Vorliegender Text:

---

Der Fall von Hatice* illustriert exemplarisch die Not und Gewalt von jungen Frauen in Zwangsehen. Der Sozialdienst einer psychiatrischen Klinik fragt an, ob IMMA e. V. einer 20-jährigen jungen Frau mit türkischem Migrationshintergrund weiter helfen könne. Die Frau sei wegen Depressionen und Suizidversuch in Behandlung und stehe kurz vor der Entlassung. Sie wolle aber nicht nach Hause zurück, da sie in einer Zwangsehe lebe und vom Ehemann regelmäßig geschlagen und gedemütigt werde. Wenn sie zu ihm zurück müsse, werde sie wieder versuchen, sich das Leben zu nehmen.
Die Fachstelle Zwangsheirat unterstützt Betroffene zum Beispiel bei der Suche nach einer sicheren Unterkunft, wenn sie sich bereits auf der Flucht befinden, um so der Zwangsheirat zu entgehen. Im Vorfeld einer drohenden Zwangsverheiratung klären die Beraterinnen der Fachstelle mit den Betroffenen die Familiensituation und den Grad der Bedrohung ab. Viele Frauen sind verzweifelt und fühlen sich hin und her gerissen zwischen dem Impuls zu fliehen und zu bleiben. Oft wollen insbesondere junge Frauen – auch wenn sie die Heirat ablehnen – keinen radikalen Beziehungsabbruch mit Ihrer Familie. Ein Grund hierfür ist, dass die jungen Frauen außerhalb ihrer Familie und Verwandtschaft oft über kein eigenes soziales Netz verfügen. Darüber hinaus haben sie in der Familie nicht nur Schlechtes erlebt. In der Beratung von IMMA lernen sie Schritt für Schritt, wie sie diese Ambivalenzen auflösen können, welche Unterstützungsmöglichkeiten es außerhalb ihrer Familie gibt und welche Handlungsoptionen sich davon für Sie ableiten. (* Name geändert)

---

Bereitgestellte Daten:
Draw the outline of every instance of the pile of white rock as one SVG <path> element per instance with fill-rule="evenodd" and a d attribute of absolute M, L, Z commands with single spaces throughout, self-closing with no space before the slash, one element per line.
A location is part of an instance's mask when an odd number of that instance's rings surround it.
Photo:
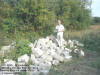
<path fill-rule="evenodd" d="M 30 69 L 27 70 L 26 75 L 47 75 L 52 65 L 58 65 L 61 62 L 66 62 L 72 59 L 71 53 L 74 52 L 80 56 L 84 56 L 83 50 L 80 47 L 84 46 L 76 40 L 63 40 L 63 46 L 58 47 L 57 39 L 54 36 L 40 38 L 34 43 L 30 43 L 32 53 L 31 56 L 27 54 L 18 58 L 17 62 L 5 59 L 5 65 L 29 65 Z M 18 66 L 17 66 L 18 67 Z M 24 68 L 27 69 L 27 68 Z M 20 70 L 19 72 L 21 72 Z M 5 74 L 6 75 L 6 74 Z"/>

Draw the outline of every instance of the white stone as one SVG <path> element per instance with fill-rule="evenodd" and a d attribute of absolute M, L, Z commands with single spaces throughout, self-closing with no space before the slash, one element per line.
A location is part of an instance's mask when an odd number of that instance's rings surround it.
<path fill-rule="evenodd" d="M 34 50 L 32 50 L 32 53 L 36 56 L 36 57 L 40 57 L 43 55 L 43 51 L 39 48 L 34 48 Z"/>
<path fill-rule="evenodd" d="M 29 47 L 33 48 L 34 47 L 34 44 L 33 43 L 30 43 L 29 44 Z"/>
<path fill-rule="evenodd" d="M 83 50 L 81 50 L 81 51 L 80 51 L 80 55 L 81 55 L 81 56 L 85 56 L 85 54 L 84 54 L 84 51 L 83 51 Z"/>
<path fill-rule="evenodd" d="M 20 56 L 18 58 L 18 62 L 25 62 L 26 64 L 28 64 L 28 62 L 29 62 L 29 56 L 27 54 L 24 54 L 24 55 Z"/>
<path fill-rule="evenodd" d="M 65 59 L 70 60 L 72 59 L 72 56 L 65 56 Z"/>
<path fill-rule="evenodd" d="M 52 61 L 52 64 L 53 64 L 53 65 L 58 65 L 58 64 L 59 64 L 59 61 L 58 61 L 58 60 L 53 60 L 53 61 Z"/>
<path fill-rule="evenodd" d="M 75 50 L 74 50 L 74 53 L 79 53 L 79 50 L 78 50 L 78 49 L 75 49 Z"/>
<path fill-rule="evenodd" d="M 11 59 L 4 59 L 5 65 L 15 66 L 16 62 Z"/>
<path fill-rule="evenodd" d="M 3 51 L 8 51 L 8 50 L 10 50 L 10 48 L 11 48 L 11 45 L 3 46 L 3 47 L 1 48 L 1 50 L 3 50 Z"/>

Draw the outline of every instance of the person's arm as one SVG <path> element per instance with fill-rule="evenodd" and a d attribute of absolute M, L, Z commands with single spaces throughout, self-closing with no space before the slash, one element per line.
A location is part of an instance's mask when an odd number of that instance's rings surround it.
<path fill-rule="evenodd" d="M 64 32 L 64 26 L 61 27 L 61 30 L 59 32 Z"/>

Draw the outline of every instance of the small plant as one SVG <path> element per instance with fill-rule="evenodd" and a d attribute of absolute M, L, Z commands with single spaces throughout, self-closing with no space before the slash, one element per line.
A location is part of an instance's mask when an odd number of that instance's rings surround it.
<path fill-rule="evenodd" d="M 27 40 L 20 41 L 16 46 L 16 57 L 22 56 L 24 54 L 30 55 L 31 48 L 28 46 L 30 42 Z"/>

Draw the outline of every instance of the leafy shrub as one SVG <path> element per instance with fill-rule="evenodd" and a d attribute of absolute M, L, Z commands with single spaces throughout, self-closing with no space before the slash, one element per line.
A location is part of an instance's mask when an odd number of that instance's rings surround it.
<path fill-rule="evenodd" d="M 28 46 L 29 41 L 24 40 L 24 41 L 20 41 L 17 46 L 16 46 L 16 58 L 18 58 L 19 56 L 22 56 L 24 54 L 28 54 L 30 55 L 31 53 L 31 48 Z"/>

---

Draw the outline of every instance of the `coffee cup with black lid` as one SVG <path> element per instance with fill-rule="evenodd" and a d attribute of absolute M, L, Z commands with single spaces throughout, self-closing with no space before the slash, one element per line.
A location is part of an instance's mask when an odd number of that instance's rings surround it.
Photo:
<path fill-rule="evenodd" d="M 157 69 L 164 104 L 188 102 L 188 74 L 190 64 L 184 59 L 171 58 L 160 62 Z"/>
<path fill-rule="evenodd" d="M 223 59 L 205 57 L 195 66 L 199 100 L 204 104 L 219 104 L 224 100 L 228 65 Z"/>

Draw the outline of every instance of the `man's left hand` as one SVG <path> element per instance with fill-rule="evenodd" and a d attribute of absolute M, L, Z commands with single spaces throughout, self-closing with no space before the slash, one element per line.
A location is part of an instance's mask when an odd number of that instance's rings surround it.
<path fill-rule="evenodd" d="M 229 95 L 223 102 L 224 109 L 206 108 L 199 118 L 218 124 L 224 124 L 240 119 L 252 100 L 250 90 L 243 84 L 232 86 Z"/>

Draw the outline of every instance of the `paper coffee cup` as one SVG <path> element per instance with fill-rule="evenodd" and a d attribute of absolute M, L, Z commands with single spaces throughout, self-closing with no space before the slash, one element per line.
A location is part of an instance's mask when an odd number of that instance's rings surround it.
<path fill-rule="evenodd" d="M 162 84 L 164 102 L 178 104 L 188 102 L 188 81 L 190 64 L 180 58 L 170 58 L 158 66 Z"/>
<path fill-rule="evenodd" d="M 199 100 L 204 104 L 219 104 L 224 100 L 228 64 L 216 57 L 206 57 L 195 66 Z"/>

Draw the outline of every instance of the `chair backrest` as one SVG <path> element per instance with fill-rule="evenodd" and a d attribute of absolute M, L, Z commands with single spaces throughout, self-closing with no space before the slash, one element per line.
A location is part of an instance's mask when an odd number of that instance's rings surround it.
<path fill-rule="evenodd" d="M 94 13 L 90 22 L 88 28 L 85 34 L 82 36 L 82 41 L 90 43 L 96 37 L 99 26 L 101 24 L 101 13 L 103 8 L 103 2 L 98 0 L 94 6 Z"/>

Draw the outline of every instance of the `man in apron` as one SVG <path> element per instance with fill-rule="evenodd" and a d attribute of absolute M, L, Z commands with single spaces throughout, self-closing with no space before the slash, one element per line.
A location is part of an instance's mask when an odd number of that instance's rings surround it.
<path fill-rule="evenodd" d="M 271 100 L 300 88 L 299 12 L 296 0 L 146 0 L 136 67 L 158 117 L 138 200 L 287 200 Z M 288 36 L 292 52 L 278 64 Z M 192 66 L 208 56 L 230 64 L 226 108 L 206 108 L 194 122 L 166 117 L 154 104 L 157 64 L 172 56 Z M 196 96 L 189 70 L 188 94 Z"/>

---

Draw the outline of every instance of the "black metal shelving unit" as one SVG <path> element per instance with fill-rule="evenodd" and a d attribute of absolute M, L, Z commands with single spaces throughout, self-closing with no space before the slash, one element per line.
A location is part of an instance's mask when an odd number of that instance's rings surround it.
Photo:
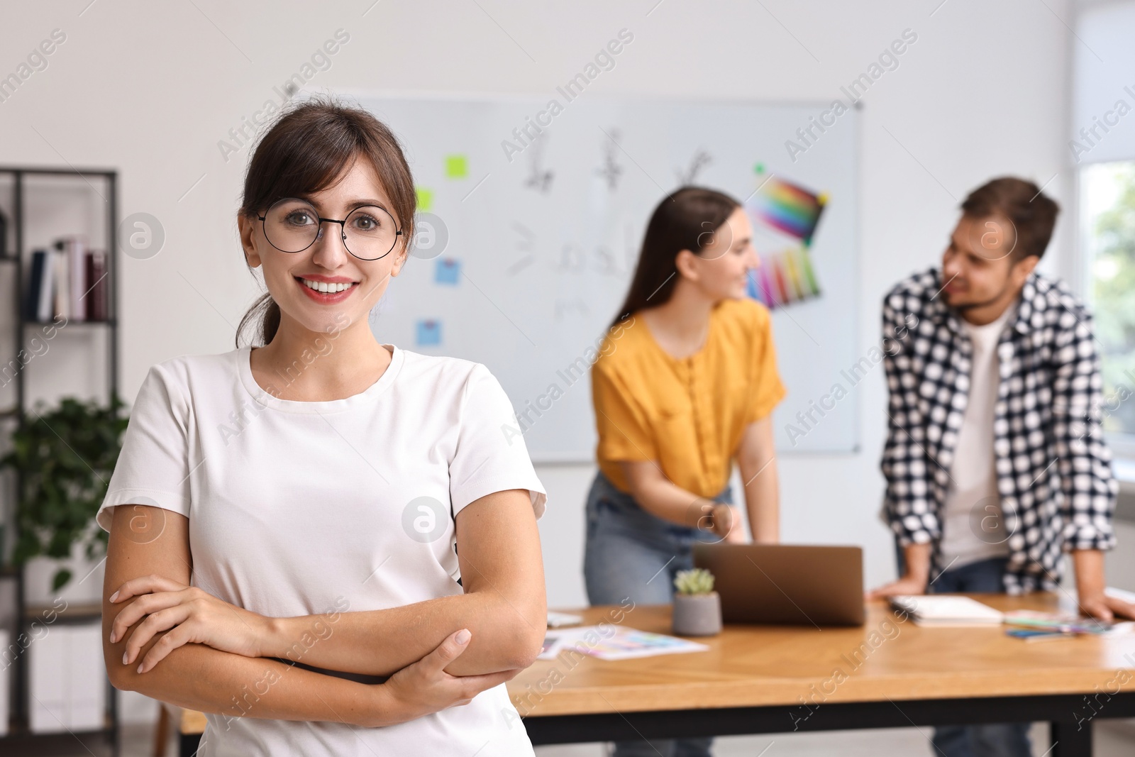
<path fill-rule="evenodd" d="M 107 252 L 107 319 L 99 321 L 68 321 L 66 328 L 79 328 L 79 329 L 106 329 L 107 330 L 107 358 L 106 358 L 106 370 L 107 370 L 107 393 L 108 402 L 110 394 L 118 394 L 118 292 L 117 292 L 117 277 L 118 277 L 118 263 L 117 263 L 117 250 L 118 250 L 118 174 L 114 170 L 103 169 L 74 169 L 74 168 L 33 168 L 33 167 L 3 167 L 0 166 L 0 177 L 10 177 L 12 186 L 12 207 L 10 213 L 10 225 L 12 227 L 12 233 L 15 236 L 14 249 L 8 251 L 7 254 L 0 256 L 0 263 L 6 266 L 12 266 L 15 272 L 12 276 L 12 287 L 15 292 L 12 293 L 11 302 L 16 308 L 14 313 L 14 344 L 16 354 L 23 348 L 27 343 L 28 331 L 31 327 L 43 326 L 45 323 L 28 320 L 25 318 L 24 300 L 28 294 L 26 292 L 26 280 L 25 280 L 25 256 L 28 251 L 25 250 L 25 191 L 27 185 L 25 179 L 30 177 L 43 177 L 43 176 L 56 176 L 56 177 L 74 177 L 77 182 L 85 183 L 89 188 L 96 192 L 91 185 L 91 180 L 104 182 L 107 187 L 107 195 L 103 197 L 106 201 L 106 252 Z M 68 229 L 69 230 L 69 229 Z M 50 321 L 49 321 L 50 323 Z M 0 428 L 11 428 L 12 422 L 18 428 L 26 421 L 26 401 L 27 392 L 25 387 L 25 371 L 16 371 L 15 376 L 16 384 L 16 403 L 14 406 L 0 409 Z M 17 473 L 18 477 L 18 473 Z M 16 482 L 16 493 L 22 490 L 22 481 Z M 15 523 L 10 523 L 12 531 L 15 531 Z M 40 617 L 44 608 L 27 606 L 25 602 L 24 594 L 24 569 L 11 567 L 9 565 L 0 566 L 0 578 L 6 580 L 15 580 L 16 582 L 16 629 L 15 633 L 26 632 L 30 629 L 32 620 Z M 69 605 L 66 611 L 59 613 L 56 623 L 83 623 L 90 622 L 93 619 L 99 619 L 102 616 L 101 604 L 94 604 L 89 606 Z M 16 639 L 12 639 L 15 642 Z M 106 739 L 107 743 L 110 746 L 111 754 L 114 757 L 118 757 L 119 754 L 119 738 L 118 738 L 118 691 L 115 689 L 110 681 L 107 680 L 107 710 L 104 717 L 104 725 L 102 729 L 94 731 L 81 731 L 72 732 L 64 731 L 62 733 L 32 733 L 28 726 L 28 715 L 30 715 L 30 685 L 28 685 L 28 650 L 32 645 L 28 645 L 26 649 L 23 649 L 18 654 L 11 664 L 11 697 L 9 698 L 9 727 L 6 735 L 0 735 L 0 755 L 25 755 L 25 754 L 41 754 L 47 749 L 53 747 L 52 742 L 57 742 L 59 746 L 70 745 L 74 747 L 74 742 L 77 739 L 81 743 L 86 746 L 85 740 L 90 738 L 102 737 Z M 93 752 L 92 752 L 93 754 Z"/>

---

Aufgabe 1: Warum will die 20-jährige Frau laut dem Text über Zwangsheirat nicht nach Hause zurück?
Aufgabe 2: Gib aus dem Text über Zwangsheirat den Abschnitt von „Der Fall von“ bis „Leben zu nehmen.“ wortgetreu aus.

Lösung der Aufgabe 1: Weil sie in einer Zwangsehe lebt und vom Ehemann regelmäßig geschlagen und gedemütigt wird.

Lösung der Aufgabe 2:
Der Fall von Hatice* illustriert exemplarisch die Not und Gewalt von jungen Frauen in Zwangsehen. Der Sozialdienst einer psychiatrischen Klinik fragt an, ob IMMA e. V. einer 20-jährigen jungen Frau mit türkischem Migrationshintergrund weiter helfen könne. Die Frau sei wegen Depressionen und Suizidversuch in Behandlung und stehe kurz vor der Entlassung. Sie wolle aber nicht nach Hause zurück, da sie in einer Zwangsehe lebe und vom Ehemann regelmäßig geschlagen und gedemütigt werde. Wenn sie zu ihm zurück müsse, werde sie wieder versuchen, sich das Leben zu nehmen.